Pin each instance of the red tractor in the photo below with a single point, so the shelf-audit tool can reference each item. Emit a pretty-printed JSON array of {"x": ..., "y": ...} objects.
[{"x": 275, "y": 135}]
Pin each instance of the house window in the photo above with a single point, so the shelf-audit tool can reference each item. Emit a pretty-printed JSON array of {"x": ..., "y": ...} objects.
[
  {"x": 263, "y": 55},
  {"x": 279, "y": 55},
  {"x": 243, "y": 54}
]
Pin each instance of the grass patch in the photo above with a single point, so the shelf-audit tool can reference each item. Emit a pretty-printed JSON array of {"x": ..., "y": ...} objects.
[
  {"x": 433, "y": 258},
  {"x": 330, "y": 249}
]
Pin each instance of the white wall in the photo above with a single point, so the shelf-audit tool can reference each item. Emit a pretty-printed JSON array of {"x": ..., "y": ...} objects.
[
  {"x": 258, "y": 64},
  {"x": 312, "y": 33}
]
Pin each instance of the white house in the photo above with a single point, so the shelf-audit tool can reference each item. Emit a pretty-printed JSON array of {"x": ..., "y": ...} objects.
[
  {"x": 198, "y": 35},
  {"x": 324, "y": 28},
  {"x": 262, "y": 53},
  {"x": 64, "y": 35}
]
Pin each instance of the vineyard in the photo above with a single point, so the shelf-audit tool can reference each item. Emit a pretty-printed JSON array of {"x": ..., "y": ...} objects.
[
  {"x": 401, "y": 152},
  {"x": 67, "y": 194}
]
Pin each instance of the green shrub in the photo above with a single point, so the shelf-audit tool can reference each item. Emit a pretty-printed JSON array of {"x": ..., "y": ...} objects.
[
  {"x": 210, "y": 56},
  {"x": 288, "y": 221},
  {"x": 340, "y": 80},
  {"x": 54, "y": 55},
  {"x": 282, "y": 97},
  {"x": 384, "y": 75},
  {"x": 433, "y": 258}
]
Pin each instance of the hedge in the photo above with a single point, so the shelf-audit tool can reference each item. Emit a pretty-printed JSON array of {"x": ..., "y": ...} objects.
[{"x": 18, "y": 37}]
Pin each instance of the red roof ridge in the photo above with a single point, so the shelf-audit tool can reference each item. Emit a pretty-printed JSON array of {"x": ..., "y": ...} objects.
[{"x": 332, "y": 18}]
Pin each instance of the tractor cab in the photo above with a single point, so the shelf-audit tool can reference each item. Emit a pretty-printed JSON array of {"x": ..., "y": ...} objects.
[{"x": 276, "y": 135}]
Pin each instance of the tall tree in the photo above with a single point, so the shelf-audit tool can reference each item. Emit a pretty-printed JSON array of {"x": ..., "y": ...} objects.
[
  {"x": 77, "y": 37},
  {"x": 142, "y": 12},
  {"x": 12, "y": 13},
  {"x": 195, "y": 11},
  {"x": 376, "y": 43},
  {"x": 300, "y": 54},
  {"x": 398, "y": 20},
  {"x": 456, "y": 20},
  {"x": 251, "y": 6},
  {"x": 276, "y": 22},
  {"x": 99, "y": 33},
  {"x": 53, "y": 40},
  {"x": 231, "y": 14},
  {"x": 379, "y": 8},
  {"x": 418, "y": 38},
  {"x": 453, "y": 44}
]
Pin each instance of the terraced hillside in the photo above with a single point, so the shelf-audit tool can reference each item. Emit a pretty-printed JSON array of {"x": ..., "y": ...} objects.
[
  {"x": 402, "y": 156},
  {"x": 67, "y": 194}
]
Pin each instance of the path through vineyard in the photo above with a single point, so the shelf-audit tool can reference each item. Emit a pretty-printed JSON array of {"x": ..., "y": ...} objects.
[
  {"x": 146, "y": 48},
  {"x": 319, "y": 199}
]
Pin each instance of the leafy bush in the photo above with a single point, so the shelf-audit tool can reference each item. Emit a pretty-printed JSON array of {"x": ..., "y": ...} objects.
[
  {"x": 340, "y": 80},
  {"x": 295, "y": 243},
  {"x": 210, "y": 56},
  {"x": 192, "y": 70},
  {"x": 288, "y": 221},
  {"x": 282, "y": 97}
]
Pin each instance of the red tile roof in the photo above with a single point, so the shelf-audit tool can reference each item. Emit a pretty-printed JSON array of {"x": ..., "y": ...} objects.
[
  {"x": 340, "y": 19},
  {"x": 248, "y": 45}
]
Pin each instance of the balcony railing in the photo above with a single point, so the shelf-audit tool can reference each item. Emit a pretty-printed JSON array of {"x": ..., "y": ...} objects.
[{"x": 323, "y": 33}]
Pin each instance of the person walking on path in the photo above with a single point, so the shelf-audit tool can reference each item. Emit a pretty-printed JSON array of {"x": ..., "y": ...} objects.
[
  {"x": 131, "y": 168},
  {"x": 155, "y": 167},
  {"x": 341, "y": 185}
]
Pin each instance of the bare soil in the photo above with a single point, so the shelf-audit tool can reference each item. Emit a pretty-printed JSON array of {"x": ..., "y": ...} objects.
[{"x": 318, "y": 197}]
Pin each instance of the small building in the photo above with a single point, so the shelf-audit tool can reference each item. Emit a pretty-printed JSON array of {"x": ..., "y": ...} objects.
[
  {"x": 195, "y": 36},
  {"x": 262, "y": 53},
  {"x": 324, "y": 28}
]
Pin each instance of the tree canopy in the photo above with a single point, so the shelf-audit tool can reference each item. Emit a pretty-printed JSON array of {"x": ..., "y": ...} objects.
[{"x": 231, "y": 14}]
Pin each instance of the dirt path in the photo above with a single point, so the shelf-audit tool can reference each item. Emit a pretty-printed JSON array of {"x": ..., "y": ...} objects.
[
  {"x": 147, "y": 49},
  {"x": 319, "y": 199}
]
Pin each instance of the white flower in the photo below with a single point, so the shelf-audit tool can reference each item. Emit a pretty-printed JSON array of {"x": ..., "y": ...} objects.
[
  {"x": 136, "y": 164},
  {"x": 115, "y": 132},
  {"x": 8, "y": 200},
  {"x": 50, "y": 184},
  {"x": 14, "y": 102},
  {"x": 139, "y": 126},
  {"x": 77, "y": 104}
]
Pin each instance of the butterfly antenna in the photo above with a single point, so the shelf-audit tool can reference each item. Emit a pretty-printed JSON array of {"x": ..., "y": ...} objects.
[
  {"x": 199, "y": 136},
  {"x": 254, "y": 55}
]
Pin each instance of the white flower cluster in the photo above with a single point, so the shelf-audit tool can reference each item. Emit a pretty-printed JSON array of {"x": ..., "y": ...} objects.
········
TASK TO CARRY OUT: Transcribe every entry exactly, omitting nothing.

SOLUTION FOR THIS PROBLEM:
Pin each instance of the red tractor in the photo below with a single point, so the shelf-audit tool can reference each item. Emit a pretty-printed JSON array of {"x": ..., "y": ...} objects.
[{"x": 275, "y": 135}]
Pin each instance of the house window in the photo above with a single point, so the shelf-audit tool can reference each item. Emit a pretty-printed JSON array of {"x": ..., "y": ...} objects.
[
  {"x": 263, "y": 55},
  {"x": 279, "y": 55},
  {"x": 243, "y": 54}
]
Pin each instance of the grass patch in the photo above with a single point, so the shelf-audit tool can reference each item. Emit a pretty-printed JSON array of {"x": ..., "y": ...} objects.
[
  {"x": 433, "y": 258},
  {"x": 330, "y": 249}
]
Pin each instance of the white wall in the photo above with a single point, so the shelf-audit tool can reference each item. Emit a pretty-printed JSON array of {"x": ..., "y": ...} objects.
[
  {"x": 258, "y": 64},
  {"x": 312, "y": 33}
]
Pin each instance of the white house in the photo above with a single point, so the shelf-audit tool can reference each item. Emit a pretty-printed JSON array of {"x": ..., "y": ...} objects.
[
  {"x": 198, "y": 35},
  {"x": 324, "y": 28},
  {"x": 262, "y": 53},
  {"x": 64, "y": 35}
]
Pin each instance of the vineyard in the photo above with a single point, so the shelf-audit tool can reference each item. Emit a pretty-printed JSON array of {"x": ..., "y": ...} objects.
[
  {"x": 401, "y": 152},
  {"x": 67, "y": 194}
]
Pin each instance of the green shrub in the photo above with a single point, so the shelf-audit tool can reference each item. Emit a pretty-printed JSON array of {"x": ..., "y": ...} objects.
[
  {"x": 210, "y": 56},
  {"x": 288, "y": 221},
  {"x": 340, "y": 80},
  {"x": 54, "y": 55},
  {"x": 282, "y": 97},
  {"x": 384, "y": 75},
  {"x": 433, "y": 258}
]
Pin each instance of the hedge in the photo above with a single point, so the shelf-audit tool can reference each item. Emit a pretty-printed JSON array of {"x": ..., "y": ...} objects.
[{"x": 18, "y": 37}]
Pin each instance of the red roof ridge in the photo above with a single point, so the shelf-audit tool can reference each item. Emit a pretty-printed JSON array of {"x": ..., "y": ...} objects.
[{"x": 332, "y": 18}]
Pin each instance of the tractor cab in the photo above with a single point, so the shelf-audit tool can reference each item. Emit a pretty-printed JSON array of {"x": ..., "y": ...} objects.
[{"x": 276, "y": 135}]
Pin each instance of the tall tree in the photo above with a single point, so the shelf-audit tool can reference each item. Emit a pretty-printed JSON array of {"x": ..., "y": ...} objects.
[
  {"x": 77, "y": 37},
  {"x": 142, "y": 12},
  {"x": 12, "y": 13},
  {"x": 195, "y": 11},
  {"x": 376, "y": 43},
  {"x": 300, "y": 54},
  {"x": 398, "y": 20},
  {"x": 456, "y": 20},
  {"x": 251, "y": 6},
  {"x": 276, "y": 22},
  {"x": 99, "y": 33},
  {"x": 53, "y": 40},
  {"x": 231, "y": 14},
  {"x": 379, "y": 8},
  {"x": 418, "y": 38},
  {"x": 453, "y": 44}
]
Pin each instance of the terraced hillside in the photo above with a single point, so the shelf-audit tool can reference each item. Emit a pretty-printed JSON array of {"x": ..., "y": ...} objects.
[
  {"x": 402, "y": 156},
  {"x": 67, "y": 194}
]
Pin each instance of the path through vineyard in the photo above with a single point, so the shelf-audit tool can reference each item. Emit a pretty-printed JSON array of {"x": ..., "y": ...} objects.
[
  {"x": 146, "y": 48},
  {"x": 319, "y": 199}
]
Pin each instance of the leafy bush in the photo above with a single point, so the shelf-audit tool can reference each item. Emit a pretty-printed JSON array of {"x": ..., "y": ...} objects.
[
  {"x": 340, "y": 80},
  {"x": 295, "y": 243},
  {"x": 210, "y": 56},
  {"x": 192, "y": 70},
  {"x": 288, "y": 221},
  {"x": 282, "y": 97}
]
Pin each instance of the red tile roof in the photo above with a single point, so the shelf-audit tool can reference each item. Emit a pretty-printed JSON array of {"x": ..., "y": ...} objects.
[
  {"x": 340, "y": 19},
  {"x": 248, "y": 45}
]
Pin each instance of the balcony railing in the photo above with a single point, so the shelf-audit tool can reference each item. Emit a pretty-printed JSON array of {"x": ..., "y": ...} objects.
[{"x": 323, "y": 33}]
Pin each instance of the person walking on path in the photo above with a single point, so the shelf-audit tool can reference each item. Emit a pretty-printed JSON array of {"x": ..., "y": ...} objects.
[
  {"x": 131, "y": 168},
  {"x": 155, "y": 167},
  {"x": 341, "y": 185}
]
Pin each instance of the bare soil in the photo above with a single point, so the shelf-audit tool can reference each item. Emit a pretty-printed JSON array of {"x": ..., "y": ...} objects.
[{"x": 318, "y": 197}]
Pin each instance of the small building in the photo above with a single point, so the shelf-audit tool can reference each item. Emit a pretty-printed JSON array of {"x": ..., "y": ...} objects.
[
  {"x": 195, "y": 36},
  {"x": 262, "y": 53},
  {"x": 324, "y": 28}
]
Pin each instance of the tree canopy in the photo above with a single point, so the shelf-audit tool can reference each item. Emit a pretty-printed JSON array of {"x": ..., "y": ...} objects.
[{"x": 231, "y": 14}]
Pin each instance of the dirt path in the photo above with a single point, so the shelf-audit tool can reference each item. Emit a pretty-printed JSON array of {"x": ..., "y": ...} objects.
[
  {"x": 147, "y": 49},
  {"x": 319, "y": 199}
]
Pin each instance of the white flower in the photo below with a single point, so the shelf-audit tool can reference each item. Emit a pretty-printed JSON array of {"x": ..., "y": ...} objects.
[
  {"x": 136, "y": 164},
  {"x": 115, "y": 132},
  {"x": 8, "y": 200},
  {"x": 50, "y": 184},
  {"x": 14, "y": 102},
  {"x": 139, "y": 126},
  {"x": 77, "y": 104}
]
Pin each instance of the butterfly antenna in the photo above with a single point, so the shelf-audit tool can reference each item. Emit a pretty-printed JSON array of {"x": ..., "y": ...} objects.
[
  {"x": 199, "y": 136},
  {"x": 254, "y": 55}
]
Pin each instance of the white flower cluster in the photo above with a single point, so the shelf-audit tool can reference each item. Emit a pretty-printed JSON array of {"x": ..., "y": ...} objects.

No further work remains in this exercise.